Text block ::
A few years ago I penned some policy suggestions for a new political party. I just had a clear out of some of my old files and thought it was worth publishing as it’s still very topical.

Reference Policy Suggestions My suggestions for policies in those areas and others are below:

Finance

1.       The personal taxation system is way too complicated and needs drastically simplifying. At the lower end the tax credit system is wide open to fraud while those on low incomes are taxed when they should not be. The personal tax allowance, both the basic rates, and higher rates, need to be raised to take more people out of tax altogether.

2.       The taxation of capital gains is also now too complicated, while tax is paid on capital gains that simply arise from inflation, which are not real gains at all. They should revert to being indexed as they were some years ago. For almost anyone, calculating your own tax that is payable is now way too difficult and hence requiring the paid services of accountants using specialist software.

3.       Inheritance tax is another over-complex system that wealthy people avoid by taking expert advice while the middle class end up paying it. It certainly needs grossly simplifying, or scrapping altogether as a relatively small amount of tax is actually collected from it.

4.       The taxation of businesses is inequitable with the growth of the internet. Small businesses, particularly retailers, pay a disproportionate level of tax in business rates while their internet competitors often avoid VAT via imports. VAT is now wide open to fraud and other types of abuse such as under-declarations, partly because of the EU VAT arrangements. VAT is in principle a simple tax and the alternative of a sales tax would create anomalies but VAT does need to be reformed and simplified.

5.       All the above tax simplifications would enable HMRC to be reduced in size and wasted time in form filling by individuals and businesses reduced. Everyone would be a winner, and wasted resources and expenditure reduced.  

6.       The taxation of company dividends on shares is now an example of the same profits being taxed twice – once in Corporation Tax on the company, and then again when those profits are distributed to shareholders. This has been enormously damaging to those who receive dividends and the lack of tax credits has also undermined defined benefit pension funds. The taxation of dividends should revert to how it once was.

7.       The regulation of companies and financial institutions needs very substantial reform with much tougher laws against fraud on investors. Not only are the current laws weak but the enforcement of them by the FCA/FRC is too slow and ineffective. Although some reforms have recently been proposed, they do not go far enough. Individual directors and senior managers in companies are not held to account for gross errors or downright fraud, or when they are, they get off too lightly. We need a much more effective system like they have in the USA, and better laws.

8.       Shareholder rights as regards voting and the receipt of information have been undermined by the use of nominee accounts. This has made it difficult for individual shareholders to vote and that is one reason why investors have not been able to control the excesses in director pay recently. The system of shareholding and voting needs reform, with changes to the Companies Act to bring it into the modern electronic world.

Tasks and exercises ::
[1] Using the tax policy suggestions, answer these:
(a) What should capital gains revert to being, as they were some years ago?
(b) Whose enforcement of company and financial regulation is called too slow and ineffective?
(c) What has undermined shareholder rights on voting and the receipt of information?
[2] Return everything in the tax policy suggestions from "3.       Inheritance tax" down to "reformed and simplified.", copied word for word.
The listing has no connection to the passage on tax policy suggestions.

Stored data ::
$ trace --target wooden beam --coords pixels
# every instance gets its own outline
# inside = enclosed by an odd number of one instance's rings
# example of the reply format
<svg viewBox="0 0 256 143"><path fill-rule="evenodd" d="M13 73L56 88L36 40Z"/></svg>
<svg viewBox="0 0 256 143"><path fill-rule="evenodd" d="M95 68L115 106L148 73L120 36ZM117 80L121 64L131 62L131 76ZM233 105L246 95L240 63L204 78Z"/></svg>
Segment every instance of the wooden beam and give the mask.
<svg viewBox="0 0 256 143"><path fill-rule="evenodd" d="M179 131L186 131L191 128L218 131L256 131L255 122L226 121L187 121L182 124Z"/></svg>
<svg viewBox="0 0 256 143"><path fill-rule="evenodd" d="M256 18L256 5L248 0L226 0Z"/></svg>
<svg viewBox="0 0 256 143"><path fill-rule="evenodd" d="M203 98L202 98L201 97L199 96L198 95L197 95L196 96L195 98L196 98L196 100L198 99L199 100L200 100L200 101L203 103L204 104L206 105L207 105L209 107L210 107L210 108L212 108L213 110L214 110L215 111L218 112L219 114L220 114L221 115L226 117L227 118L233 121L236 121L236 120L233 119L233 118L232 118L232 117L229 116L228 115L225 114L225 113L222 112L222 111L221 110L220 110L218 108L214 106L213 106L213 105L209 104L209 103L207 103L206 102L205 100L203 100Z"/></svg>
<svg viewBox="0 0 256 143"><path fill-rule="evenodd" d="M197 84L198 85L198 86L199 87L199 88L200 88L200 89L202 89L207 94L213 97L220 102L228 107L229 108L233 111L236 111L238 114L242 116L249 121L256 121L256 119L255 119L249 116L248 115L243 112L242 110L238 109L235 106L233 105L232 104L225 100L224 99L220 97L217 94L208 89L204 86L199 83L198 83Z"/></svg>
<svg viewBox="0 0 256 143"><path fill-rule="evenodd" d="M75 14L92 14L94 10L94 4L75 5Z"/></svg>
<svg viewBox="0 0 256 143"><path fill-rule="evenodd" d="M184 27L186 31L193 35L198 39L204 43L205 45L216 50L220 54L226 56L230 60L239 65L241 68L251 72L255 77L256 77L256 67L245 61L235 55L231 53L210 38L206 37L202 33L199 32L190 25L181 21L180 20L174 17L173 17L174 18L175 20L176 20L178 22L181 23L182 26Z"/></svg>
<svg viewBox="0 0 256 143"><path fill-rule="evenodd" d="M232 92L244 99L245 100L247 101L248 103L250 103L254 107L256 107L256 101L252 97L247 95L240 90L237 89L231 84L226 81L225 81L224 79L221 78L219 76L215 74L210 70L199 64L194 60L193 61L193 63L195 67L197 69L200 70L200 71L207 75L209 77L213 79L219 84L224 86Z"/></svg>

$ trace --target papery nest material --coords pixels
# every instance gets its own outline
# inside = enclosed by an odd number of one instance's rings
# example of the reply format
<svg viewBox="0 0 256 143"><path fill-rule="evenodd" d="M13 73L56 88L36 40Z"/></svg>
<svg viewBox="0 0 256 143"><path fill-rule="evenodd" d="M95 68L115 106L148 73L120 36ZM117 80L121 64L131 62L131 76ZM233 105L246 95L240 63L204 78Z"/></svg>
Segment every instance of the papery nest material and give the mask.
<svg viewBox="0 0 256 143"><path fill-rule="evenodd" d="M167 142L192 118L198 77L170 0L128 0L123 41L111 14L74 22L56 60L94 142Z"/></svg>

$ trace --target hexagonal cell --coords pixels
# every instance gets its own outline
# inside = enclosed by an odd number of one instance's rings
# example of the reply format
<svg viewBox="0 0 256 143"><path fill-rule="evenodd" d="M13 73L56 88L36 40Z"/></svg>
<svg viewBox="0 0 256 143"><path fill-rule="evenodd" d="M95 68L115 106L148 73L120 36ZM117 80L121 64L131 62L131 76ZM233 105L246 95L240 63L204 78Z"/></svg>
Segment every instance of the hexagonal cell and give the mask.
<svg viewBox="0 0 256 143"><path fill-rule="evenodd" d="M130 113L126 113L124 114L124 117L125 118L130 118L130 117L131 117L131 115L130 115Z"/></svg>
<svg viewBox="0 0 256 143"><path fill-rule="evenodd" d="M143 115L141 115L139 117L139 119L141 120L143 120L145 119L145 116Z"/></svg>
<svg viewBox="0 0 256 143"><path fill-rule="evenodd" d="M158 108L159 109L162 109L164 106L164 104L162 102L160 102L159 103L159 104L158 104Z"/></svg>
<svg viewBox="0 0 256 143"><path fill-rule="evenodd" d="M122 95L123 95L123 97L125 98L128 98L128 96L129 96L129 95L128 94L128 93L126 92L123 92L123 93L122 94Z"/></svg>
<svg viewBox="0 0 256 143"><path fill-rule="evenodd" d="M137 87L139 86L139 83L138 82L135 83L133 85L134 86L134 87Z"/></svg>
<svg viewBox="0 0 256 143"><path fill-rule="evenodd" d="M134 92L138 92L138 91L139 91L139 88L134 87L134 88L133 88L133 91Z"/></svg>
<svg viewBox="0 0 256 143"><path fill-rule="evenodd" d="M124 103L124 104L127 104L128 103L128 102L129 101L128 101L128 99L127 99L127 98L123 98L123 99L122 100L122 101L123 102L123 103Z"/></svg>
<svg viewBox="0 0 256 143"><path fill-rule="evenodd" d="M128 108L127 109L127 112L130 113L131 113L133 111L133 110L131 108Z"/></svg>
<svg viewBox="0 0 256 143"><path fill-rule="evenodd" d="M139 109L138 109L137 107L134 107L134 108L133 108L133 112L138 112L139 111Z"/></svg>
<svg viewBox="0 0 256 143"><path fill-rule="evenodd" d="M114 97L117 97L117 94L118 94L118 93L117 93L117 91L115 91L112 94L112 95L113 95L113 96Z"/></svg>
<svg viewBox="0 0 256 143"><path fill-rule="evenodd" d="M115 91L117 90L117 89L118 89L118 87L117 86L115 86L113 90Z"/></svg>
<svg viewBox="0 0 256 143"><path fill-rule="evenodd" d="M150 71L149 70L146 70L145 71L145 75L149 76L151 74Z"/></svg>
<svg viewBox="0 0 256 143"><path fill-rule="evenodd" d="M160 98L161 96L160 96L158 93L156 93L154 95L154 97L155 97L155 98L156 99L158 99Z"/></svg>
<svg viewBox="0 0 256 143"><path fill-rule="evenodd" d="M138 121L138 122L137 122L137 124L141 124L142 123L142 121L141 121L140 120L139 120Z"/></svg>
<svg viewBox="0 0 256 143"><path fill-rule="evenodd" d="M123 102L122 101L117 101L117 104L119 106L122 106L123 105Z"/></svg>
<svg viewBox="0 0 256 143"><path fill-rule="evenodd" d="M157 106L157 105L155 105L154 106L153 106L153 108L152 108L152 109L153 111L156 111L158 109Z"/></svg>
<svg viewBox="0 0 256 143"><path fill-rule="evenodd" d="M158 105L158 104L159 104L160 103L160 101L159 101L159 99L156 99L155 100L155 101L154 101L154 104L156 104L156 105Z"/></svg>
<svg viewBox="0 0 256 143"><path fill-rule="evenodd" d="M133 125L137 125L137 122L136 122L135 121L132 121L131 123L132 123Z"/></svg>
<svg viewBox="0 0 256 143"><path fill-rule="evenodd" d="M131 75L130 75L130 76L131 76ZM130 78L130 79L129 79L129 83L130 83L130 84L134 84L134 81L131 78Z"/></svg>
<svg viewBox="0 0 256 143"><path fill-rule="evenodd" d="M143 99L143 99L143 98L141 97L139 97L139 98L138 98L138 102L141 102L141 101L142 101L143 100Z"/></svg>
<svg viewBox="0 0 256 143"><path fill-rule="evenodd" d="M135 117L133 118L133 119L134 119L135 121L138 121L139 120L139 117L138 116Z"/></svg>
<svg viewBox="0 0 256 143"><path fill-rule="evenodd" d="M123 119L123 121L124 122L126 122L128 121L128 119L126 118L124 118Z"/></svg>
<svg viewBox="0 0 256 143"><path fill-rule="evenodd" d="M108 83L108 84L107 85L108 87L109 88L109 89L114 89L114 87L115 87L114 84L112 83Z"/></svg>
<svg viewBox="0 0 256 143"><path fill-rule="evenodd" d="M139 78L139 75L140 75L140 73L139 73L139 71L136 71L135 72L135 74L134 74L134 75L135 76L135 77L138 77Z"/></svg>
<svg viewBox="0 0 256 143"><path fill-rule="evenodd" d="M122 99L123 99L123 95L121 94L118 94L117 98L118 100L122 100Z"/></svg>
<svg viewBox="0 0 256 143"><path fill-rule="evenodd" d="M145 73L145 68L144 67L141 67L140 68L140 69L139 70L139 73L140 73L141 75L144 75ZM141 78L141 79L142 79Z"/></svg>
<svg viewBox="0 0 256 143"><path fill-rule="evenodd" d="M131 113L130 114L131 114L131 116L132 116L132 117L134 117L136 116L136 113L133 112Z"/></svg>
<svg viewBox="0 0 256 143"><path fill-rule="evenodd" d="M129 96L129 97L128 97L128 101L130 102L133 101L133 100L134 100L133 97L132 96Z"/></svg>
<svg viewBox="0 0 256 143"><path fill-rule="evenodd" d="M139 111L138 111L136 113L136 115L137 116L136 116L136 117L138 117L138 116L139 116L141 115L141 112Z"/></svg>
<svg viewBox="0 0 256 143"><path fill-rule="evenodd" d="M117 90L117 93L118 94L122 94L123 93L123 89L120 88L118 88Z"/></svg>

Solved tasks ::
[1]
(a) Indexed.
(b) The FCA/FRC.
(c) The use of nominee accounts.

[2]
3.       Inheritance tax is another over-complex system that wealthy people avoid by taking expert advice while the middle class end up paying it. It certainly needs grossly simplifying, or scrapping altogether as a relatively small amount of tax is actually collected from it.

4.       The taxation of businesses is inequitable with the growth of the internet. Small businesses, particularly retailers, pay a disproportionate level of tax in business rates while their internet competitors often avoid VAT via imports. VAT is now wide open to fraud and other types of abuse such as under-declarations, partly because of the EU VAT arrangements. VAT is in principle a simple tax and the alternative of a sales tax would create anomalies but VAT does need to be reformed and simplified.